What you need to do: For the records below, report how many lines include the word "tree". Only the number should appear.

Material provided:
.....
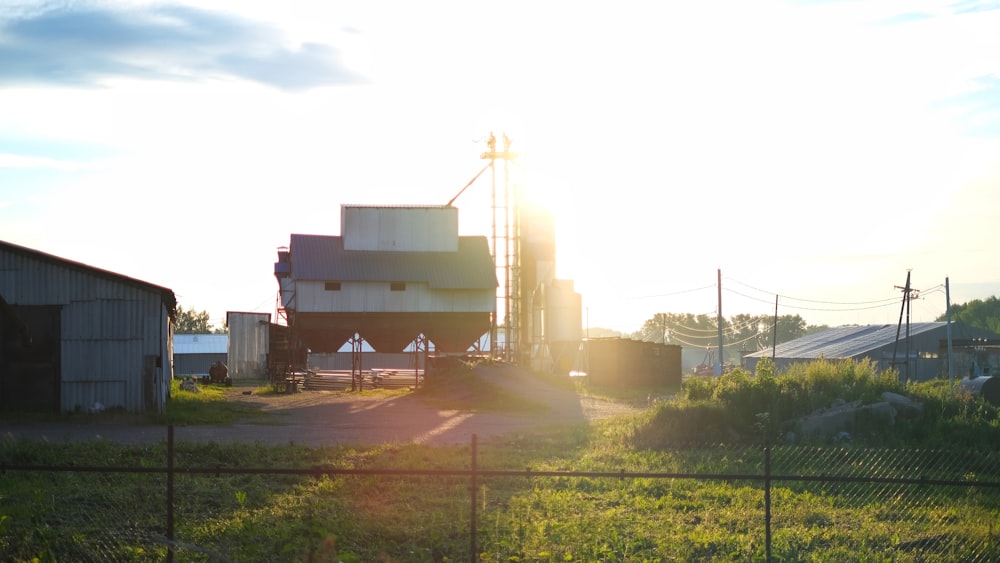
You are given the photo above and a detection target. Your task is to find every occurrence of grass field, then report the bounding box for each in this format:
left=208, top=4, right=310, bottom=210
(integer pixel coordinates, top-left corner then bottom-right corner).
left=1, top=360, right=998, bottom=561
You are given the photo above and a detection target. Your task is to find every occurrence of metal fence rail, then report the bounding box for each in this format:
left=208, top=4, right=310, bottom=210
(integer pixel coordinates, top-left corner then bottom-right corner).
left=1, top=428, right=998, bottom=562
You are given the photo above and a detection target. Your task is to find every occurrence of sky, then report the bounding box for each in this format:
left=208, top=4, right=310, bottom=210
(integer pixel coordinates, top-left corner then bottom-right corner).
left=1, top=0, right=999, bottom=335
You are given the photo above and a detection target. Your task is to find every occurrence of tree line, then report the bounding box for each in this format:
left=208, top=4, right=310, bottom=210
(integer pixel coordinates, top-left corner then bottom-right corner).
left=628, top=312, right=826, bottom=352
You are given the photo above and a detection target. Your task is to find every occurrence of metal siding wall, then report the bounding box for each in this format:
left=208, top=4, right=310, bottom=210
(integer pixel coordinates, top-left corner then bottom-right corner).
left=175, top=353, right=228, bottom=376
left=297, top=281, right=494, bottom=313
left=1, top=247, right=169, bottom=413
left=227, top=313, right=270, bottom=380
left=342, top=207, right=458, bottom=252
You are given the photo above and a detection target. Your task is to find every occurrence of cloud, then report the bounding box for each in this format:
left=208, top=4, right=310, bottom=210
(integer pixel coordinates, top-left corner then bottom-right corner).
left=951, top=0, right=1000, bottom=15
left=0, top=153, right=90, bottom=170
left=936, top=74, right=1000, bottom=137
left=0, top=3, right=366, bottom=90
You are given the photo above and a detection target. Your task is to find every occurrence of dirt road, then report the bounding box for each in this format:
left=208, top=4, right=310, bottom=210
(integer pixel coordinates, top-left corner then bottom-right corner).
left=0, top=367, right=642, bottom=448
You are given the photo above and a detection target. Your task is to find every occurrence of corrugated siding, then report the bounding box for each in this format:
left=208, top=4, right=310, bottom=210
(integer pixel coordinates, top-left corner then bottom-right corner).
left=289, top=234, right=497, bottom=289
left=1, top=243, right=172, bottom=413
left=174, top=334, right=228, bottom=354
left=227, top=312, right=269, bottom=380
left=745, top=323, right=947, bottom=361
left=342, top=206, right=459, bottom=252
left=295, top=281, right=495, bottom=313
left=175, top=353, right=227, bottom=376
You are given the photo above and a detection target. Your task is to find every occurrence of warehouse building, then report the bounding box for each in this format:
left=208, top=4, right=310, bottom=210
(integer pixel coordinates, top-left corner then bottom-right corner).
left=743, top=322, right=1000, bottom=382
left=0, top=240, right=175, bottom=413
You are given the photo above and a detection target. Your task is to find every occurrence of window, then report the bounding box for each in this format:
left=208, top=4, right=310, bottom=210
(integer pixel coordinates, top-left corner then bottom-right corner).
left=324, top=282, right=341, bottom=291
left=390, top=282, right=406, bottom=292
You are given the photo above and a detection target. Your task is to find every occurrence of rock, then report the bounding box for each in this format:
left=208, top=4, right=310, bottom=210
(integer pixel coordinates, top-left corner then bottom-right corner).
left=180, top=379, right=199, bottom=393
left=794, top=400, right=895, bottom=438
left=881, top=392, right=924, bottom=418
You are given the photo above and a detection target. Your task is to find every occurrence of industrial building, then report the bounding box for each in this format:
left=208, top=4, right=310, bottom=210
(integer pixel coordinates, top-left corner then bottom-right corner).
left=0, top=240, right=175, bottom=413
left=272, top=200, right=587, bottom=377
left=270, top=136, right=586, bottom=377
left=742, top=322, right=1000, bottom=382
left=173, top=334, right=227, bottom=378
left=274, top=205, right=498, bottom=365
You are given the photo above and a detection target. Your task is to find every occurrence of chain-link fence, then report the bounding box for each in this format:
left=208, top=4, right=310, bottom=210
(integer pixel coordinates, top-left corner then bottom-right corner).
left=2, top=433, right=998, bottom=561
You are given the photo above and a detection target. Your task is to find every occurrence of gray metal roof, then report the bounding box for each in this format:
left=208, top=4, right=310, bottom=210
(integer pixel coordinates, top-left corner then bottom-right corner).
left=288, top=234, right=497, bottom=289
left=0, top=239, right=177, bottom=314
left=174, top=334, right=228, bottom=355
left=746, top=323, right=948, bottom=360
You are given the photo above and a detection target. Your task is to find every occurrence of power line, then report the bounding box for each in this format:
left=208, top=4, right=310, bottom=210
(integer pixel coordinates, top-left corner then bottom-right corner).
left=724, top=276, right=903, bottom=306
left=724, top=287, right=902, bottom=313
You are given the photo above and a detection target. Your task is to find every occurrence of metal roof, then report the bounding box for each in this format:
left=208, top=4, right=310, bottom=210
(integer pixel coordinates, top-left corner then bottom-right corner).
left=0, top=239, right=177, bottom=315
left=174, top=334, right=228, bottom=355
left=288, top=234, right=497, bottom=289
left=746, top=322, right=953, bottom=360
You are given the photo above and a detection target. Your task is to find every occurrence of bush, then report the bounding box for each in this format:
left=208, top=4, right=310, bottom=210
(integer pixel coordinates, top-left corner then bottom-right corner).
left=642, top=358, right=1000, bottom=449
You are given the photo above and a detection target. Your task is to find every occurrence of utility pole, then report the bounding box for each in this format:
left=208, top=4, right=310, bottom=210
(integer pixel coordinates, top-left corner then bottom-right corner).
left=891, top=271, right=919, bottom=381
left=772, top=295, right=778, bottom=361
left=946, top=277, right=954, bottom=390
left=716, top=269, right=724, bottom=376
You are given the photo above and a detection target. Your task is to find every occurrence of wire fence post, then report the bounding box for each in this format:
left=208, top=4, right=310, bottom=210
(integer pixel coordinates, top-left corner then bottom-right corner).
left=764, top=445, right=772, bottom=563
left=470, top=433, right=478, bottom=563
left=167, top=424, right=175, bottom=563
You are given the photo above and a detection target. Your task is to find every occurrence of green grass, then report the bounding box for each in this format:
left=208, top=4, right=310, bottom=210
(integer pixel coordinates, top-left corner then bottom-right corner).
left=1, top=360, right=999, bottom=561
left=1, top=417, right=997, bottom=561
left=153, top=379, right=273, bottom=426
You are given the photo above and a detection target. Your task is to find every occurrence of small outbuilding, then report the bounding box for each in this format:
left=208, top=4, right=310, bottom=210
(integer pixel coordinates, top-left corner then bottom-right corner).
left=173, top=334, right=228, bottom=378
left=0, top=240, right=176, bottom=413
left=582, top=338, right=682, bottom=388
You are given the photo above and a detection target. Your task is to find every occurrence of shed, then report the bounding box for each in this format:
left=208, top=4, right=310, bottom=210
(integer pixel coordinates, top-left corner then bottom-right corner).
left=0, top=239, right=175, bottom=413
left=227, top=311, right=270, bottom=380
left=173, top=334, right=228, bottom=378
left=743, top=322, right=1000, bottom=382
left=583, top=338, right=682, bottom=388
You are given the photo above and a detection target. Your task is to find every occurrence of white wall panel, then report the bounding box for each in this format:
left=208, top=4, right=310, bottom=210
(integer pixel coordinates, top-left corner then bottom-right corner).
left=342, top=206, right=459, bottom=252
left=294, top=281, right=494, bottom=313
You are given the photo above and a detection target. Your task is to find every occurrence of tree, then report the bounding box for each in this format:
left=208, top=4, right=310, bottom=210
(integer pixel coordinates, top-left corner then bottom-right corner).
left=584, top=327, right=624, bottom=339
left=634, top=312, right=811, bottom=352
left=174, top=305, right=220, bottom=334
left=936, top=296, right=1000, bottom=334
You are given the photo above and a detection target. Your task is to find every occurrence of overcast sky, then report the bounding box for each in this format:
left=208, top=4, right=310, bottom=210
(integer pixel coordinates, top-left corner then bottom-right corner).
left=1, top=0, right=998, bottom=334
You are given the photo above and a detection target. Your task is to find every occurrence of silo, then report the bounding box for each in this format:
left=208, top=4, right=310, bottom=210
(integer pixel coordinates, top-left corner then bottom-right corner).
left=544, top=279, right=582, bottom=374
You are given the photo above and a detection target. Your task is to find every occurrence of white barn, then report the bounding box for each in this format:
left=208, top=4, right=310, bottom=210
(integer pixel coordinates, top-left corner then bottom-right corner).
left=0, top=240, right=176, bottom=413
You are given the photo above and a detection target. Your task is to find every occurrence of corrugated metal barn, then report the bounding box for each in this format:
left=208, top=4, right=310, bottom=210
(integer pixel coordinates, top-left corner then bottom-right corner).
left=743, top=322, right=1000, bottom=382
left=0, top=240, right=175, bottom=413
left=173, top=334, right=227, bottom=377
left=275, top=205, right=497, bottom=358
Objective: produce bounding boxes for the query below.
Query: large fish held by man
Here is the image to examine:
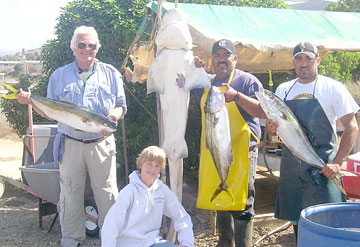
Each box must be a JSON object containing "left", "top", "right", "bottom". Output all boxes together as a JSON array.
[
  {"left": 3, "top": 83, "right": 116, "bottom": 133},
  {"left": 205, "top": 86, "right": 234, "bottom": 202},
  {"left": 255, "top": 88, "right": 355, "bottom": 194},
  {"left": 147, "top": 8, "right": 210, "bottom": 200}
]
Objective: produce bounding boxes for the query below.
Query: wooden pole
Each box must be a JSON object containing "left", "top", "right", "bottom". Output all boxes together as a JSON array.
[
  {"left": 28, "top": 104, "right": 35, "bottom": 164},
  {"left": 121, "top": 118, "right": 129, "bottom": 183}
]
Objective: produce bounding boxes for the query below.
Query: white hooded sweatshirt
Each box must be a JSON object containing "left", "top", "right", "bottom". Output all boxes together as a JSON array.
[{"left": 101, "top": 171, "right": 194, "bottom": 247}]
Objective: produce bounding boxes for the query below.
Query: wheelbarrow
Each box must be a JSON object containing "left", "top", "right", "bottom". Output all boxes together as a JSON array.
[{"left": 0, "top": 122, "right": 99, "bottom": 237}]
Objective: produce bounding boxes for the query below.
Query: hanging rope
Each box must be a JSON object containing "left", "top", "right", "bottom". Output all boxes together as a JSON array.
[
  {"left": 123, "top": 83, "right": 157, "bottom": 122},
  {"left": 120, "top": 17, "right": 151, "bottom": 73}
]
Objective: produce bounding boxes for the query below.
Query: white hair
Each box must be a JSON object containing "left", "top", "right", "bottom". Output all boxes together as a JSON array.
[{"left": 70, "top": 26, "right": 101, "bottom": 50}]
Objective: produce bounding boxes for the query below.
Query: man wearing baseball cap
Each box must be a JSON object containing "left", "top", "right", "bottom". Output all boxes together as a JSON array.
[
  {"left": 192, "top": 39, "right": 265, "bottom": 247},
  {"left": 292, "top": 41, "right": 319, "bottom": 59},
  {"left": 267, "top": 41, "right": 359, "bottom": 240}
]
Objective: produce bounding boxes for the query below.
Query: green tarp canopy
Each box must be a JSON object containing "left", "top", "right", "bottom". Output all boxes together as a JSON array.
[{"left": 132, "top": 1, "right": 360, "bottom": 76}]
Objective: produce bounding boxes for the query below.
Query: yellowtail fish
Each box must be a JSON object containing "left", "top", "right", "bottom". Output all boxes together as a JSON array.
[
  {"left": 255, "top": 88, "right": 356, "bottom": 194},
  {"left": 205, "top": 86, "right": 234, "bottom": 202},
  {"left": 3, "top": 83, "right": 116, "bottom": 133}
]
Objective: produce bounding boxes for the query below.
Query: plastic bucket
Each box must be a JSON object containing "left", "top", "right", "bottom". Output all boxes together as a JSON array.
[{"left": 298, "top": 203, "right": 360, "bottom": 247}]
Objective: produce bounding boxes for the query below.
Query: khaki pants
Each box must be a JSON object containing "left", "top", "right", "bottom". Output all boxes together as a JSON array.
[{"left": 58, "top": 135, "right": 118, "bottom": 247}]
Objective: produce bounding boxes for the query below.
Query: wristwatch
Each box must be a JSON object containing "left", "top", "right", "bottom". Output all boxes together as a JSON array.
[{"left": 233, "top": 92, "right": 240, "bottom": 102}]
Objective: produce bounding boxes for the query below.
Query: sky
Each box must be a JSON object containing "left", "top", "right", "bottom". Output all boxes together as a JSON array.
[
  {"left": 0, "top": 0, "right": 337, "bottom": 56},
  {"left": 0, "top": 0, "right": 72, "bottom": 55}
]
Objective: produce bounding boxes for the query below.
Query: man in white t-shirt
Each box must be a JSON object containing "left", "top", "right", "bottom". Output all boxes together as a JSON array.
[{"left": 267, "top": 42, "right": 359, "bottom": 239}]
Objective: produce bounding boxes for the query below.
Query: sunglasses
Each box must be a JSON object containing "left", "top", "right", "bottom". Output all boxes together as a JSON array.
[{"left": 77, "top": 42, "right": 97, "bottom": 50}]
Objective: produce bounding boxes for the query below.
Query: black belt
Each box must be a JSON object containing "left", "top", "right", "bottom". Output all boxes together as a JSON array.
[
  {"left": 65, "top": 135, "right": 106, "bottom": 144},
  {"left": 249, "top": 145, "right": 259, "bottom": 152}
]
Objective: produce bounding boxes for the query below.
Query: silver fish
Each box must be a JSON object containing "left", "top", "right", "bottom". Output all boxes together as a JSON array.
[
  {"left": 205, "top": 86, "right": 234, "bottom": 202},
  {"left": 255, "top": 88, "right": 354, "bottom": 194},
  {"left": 3, "top": 83, "right": 116, "bottom": 133}
]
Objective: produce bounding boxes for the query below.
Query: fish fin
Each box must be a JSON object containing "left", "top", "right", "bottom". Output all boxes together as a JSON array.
[
  {"left": 2, "top": 83, "right": 18, "bottom": 99},
  {"left": 184, "top": 67, "right": 211, "bottom": 91},
  {"left": 340, "top": 170, "right": 358, "bottom": 177},
  {"left": 332, "top": 174, "right": 347, "bottom": 195},
  {"left": 147, "top": 56, "right": 165, "bottom": 94},
  {"left": 80, "top": 116, "right": 92, "bottom": 125},
  {"left": 229, "top": 148, "right": 234, "bottom": 164},
  {"left": 60, "top": 100, "right": 79, "bottom": 106},
  {"left": 205, "top": 139, "right": 209, "bottom": 150},
  {"left": 210, "top": 186, "right": 223, "bottom": 202},
  {"left": 226, "top": 187, "right": 234, "bottom": 202},
  {"left": 295, "top": 156, "right": 302, "bottom": 164},
  {"left": 210, "top": 182, "right": 234, "bottom": 202},
  {"left": 279, "top": 111, "right": 292, "bottom": 122}
]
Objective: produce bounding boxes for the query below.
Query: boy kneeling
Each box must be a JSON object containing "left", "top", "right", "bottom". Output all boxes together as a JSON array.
[{"left": 101, "top": 146, "right": 194, "bottom": 247}]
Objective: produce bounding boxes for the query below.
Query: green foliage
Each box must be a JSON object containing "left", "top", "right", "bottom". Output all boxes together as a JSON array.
[
  {"left": 345, "top": 82, "right": 360, "bottom": 103},
  {"left": 321, "top": 1, "right": 360, "bottom": 83},
  {"left": 185, "top": 96, "right": 202, "bottom": 169},
  {"left": 174, "top": 0, "right": 288, "bottom": 8},
  {"left": 325, "top": 0, "right": 360, "bottom": 12},
  {"left": 114, "top": 82, "right": 158, "bottom": 172},
  {"left": 0, "top": 75, "right": 49, "bottom": 137},
  {"left": 319, "top": 51, "right": 360, "bottom": 83},
  {"left": 41, "top": 0, "right": 156, "bottom": 170},
  {"left": 164, "top": 0, "right": 288, "bottom": 169},
  {"left": 25, "top": 52, "right": 41, "bottom": 61},
  {"left": 255, "top": 71, "right": 295, "bottom": 91},
  {"left": 11, "top": 64, "right": 24, "bottom": 77},
  {"left": 41, "top": 0, "right": 148, "bottom": 76},
  {"left": 0, "top": 55, "right": 20, "bottom": 61},
  {"left": 2, "top": 0, "right": 290, "bottom": 175}
]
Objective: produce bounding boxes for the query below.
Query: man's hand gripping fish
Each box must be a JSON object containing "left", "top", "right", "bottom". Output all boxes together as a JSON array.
[
  {"left": 205, "top": 86, "right": 234, "bottom": 202},
  {"left": 255, "top": 88, "right": 356, "bottom": 194}
]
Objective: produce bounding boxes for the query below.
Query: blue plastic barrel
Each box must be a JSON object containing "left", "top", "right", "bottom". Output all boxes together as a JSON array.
[{"left": 298, "top": 203, "right": 360, "bottom": 247}]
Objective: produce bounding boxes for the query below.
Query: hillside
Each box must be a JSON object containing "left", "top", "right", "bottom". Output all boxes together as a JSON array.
[{"left": 0, "top": 48, "right": 41, "bottom": 61}]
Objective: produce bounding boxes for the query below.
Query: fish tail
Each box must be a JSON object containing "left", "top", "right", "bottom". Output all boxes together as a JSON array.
[
  {"left": 210, "top": 182, "right": 233, "bottom": 202},
  {"left": 226, "top": 186, "right": 234, "bottom": 202},
  {"left": 332, "top": 174, "right": 347, "bottom": 195},
  {"left": 2, "top": 83, "right": 18, "bottom": 99}
]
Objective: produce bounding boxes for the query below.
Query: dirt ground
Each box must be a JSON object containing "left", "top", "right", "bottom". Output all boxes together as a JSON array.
[{"left": 0, "top": 111, "right": 296, "bottom": 247}]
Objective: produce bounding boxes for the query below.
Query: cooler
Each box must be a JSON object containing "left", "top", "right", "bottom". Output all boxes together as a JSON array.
[
  {"left": 341, "top": 152, "right": 360, "bottom": 198},
  {"left": 345, "top": 152, "right": 360, "bottom": 172}
]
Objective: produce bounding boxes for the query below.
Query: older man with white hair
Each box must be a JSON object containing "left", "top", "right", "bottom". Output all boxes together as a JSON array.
[{"left": 17, "top": 26, "right": 127, "bottom": 246}]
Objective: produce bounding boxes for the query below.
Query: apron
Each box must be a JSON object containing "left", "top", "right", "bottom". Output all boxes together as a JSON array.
[
  {"left": 275, "top": 80, "right": 346, "bottom": 222},
  {"left": 196, "top": 72, "right": 254, "bottom": 210}
]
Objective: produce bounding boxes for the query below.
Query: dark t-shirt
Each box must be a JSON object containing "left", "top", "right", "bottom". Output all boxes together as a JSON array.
[{"left": 191, "top": 69, "right": 263, "bottom": 147}]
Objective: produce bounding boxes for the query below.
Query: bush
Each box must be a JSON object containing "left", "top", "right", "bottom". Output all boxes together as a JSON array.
[
  {"left": 0, "top": 75, "right": 49, "bottom": 137},
  {"left": 319, "top": 51, "right": 360, "bottom": 83}
]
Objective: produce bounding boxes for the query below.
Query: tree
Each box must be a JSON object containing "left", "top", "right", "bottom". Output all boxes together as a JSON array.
[
  {"left": 26, "top": 52, "right": 41, "bottom": 61},
  {"left": 178, "top": 0, "right": 287, "bottom": 8},
  {"left": 0, "top": 75, "right": 49, "bottom": 137},
  {"left": 5, "top": 0, "right": 155, "bottom": 173},
  {"left": 319, "top": 1, "right": 360, "bottom": 84},
  {"left": 1, "top": 0, "right": 289, "bottom": 174},
  {"left": 11, "top": 64, "right": 25, "bottom": 77},
  {"left": 325, "top": 0, "right": 360, "bottom": 12},
  {"left": 319, "top": 51, "right": 360, "bottom": 83}
]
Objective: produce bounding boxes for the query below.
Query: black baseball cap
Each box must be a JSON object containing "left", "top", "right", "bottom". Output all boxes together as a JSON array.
[
  {"left": 293, "top": 42, "right": 319, "bottom": 59},
  {"left": 212, "top": 39, "right": 236, "bottom": 55}
]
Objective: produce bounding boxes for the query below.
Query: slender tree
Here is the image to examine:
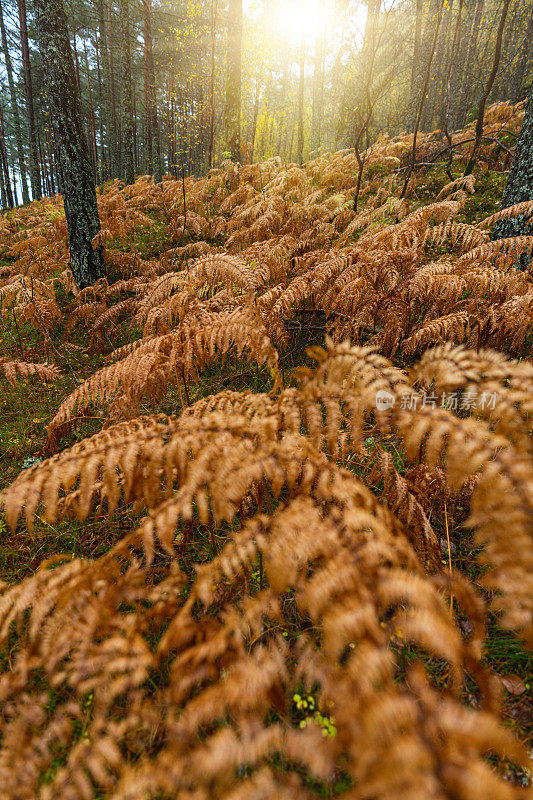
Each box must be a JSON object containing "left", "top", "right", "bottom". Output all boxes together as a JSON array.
[
  {"left": 0, "top": 0, "right": 29, "bottom": 204},
  {"left": 0, "top": 104, "right": 14, "bottom": 208},
  {"left": 407, "top": 0, "right": 439, "bottom": 130},
  {"left": 34, "top": 0, "right": 104, "bottom": 288},
  {"left": 17, "top": 0, "right": 41, "bottom": 200},
  {"left": 508, "top": 5, "right": 533, "bottom": 103},
  {"left": 455, "top": 0, "right": 484, "bottom": 129},
  {"left": 411, "top": 0, "right": 423, "bottom": 92},
  {"left": 297, "top": 31, "right": 305, "bottom": 165},
  {"left": 143, "top": 0, "right": 162, "bottom": 181},
  {"left": 83, "top": 40, "right": 98, "bottom": 183},
  {"left": 442, "top": 0, "right": 464, "bottom": 176},
  {"left": 207, "top": 0, "right": 218, "bottom": 170},
  {"left": 225, "top": 0, "right": 242, "bottom": 162},
  {"left": 95, "top": 0, "right": 118, "bottom": 178},
  {"left": 0, "top": 151, "right": 6, "bottom": 207},
  {"left": 250, "top": 77, "right": 260, "bottom": 163},
  {"left": 167, "top": 62, "right": 177, "bottom": 177},
  {"left": 119, "top": 0, "right": 134, "bottom": 184},
  {"left": 400, "top": 0, "right": 445, "bottom": 197},
  {"left": 422, "top": 0, "right": 454, "bottom": 132},
  {"left": 311, "top": 0, "right": 325, "bottom": 151},
  {"left": 464, "top": 0, "right": 511, "bottom": 176},
  {"left": 107, "top": 0, "right": 121, "bottom": 175}
]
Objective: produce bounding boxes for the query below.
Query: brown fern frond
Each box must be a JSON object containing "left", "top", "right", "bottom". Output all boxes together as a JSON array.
[
  {"left": 479, "top": 198, "right": 533, "bottom": 230},
  {"left": 0, "top": 358, "right": 61, "bottom": 386},
  {"left": 436, "top": 174, "right": 476, "bottom": 200},
  {"left": 402, "top": 312, "right": 470, "bottom": 355},
  {"left": 0, "top": 402, "right": 529, "bottom": 797}
]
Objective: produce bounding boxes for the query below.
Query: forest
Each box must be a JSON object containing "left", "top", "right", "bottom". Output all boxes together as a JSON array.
[{"left": 0, "top": 0, "right": 532, "bottom": 797}]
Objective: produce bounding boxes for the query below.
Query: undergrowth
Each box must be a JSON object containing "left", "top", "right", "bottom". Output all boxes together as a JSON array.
[{"left": 0, "top": 101, "right": 532, "bottom": 799}]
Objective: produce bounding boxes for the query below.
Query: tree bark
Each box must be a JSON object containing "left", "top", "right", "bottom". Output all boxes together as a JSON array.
[
  {"left": 0, "top": 105, "right": 14, "bottom": 207},
  {"left": 492, "top": 89, "right": 533, "bottom": 266},
  {"left": 225, "top": 0, "right": 242, "bottom": 162},
  {"left": 508, "top": 6, "right": 533, "bottom": 103},
  {"left": 119, "top": 0, "right": 134, "bottom": 184},
  {"left": 143, "top": 0, "right": 162, "bottom": 181},
  {"left": 34, "top": 0, "right": 104, "bottom": 289},
  {"left": 70, "top": 1, "right": 81, "bottom": 92},
  {"left": 95, "top": 0, "right": 117, "bottom": 178},
  {"left": 106, "top": 0, "right": 121, "bottom": 176},
  {"left": 83, "top": 40, "right": 99, "bottom": 184},
  {"left": 0, "top": 151, "right": 6, "bottom": 208},
  {"left": 17, "top": 0, "right": 41, "bottom": 200},
  {"left": 0, "top": 0, "right": 29, "bottom": 204}
]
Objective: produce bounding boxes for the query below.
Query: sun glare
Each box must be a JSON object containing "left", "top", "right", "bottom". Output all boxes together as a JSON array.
[
  {"left": 274, "top": 1, "right": 368, "bottom": 47},
  {"left": 276, "top": 1, "right": 327, "bottom": 45}
]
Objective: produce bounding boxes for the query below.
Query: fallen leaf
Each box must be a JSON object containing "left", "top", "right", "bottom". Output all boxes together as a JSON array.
[{"left": 500, "top": 675, "right": 527, "bottom": 696}]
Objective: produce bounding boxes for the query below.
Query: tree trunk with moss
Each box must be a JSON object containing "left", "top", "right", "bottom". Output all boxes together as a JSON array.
[
  {"left": 34, "top": 0, "right": 104, "bottom": 289},
  {"left": 492, "top": 90, "right": 533, "bottom": 268}
]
.....
Solution to this problem: 6